- _INPUT_:

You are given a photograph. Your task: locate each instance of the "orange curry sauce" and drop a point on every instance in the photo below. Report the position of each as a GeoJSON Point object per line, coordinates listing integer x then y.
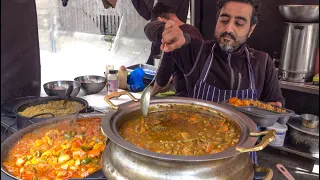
{"type": "Point", "coordinates": [59, 151]}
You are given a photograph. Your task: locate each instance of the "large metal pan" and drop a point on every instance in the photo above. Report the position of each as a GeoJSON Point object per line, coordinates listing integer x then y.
{"type": "Point", "coordinates": [13, 139]}
{"type": "Point", "coordinates": [233, 163]}
{"type": "Point", "coordinates": [23, 121]}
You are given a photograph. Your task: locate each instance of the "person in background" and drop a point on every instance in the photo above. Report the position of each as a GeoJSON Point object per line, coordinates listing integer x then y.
{"type": "Point", "coordinates": [219, 70]}
{"type": "Point", "coordinates": [20, 56]}
{"type": "Point", "coordinates": [169, 72]}
{"type": "Point", "coordinates": [144, 8]}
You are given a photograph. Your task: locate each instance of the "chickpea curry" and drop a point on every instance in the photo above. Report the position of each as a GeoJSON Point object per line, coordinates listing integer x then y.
{"type": "Point", "coordinates": [61, 150]}
{"type": "Point", "coordinates": [250, 102]}
{"type": "Point", "coordinates": [181, 132]}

- _GOAL_:
Give only the number of lines above that contain the word "every".

- _SOLUTION TO THIS TASK_:
4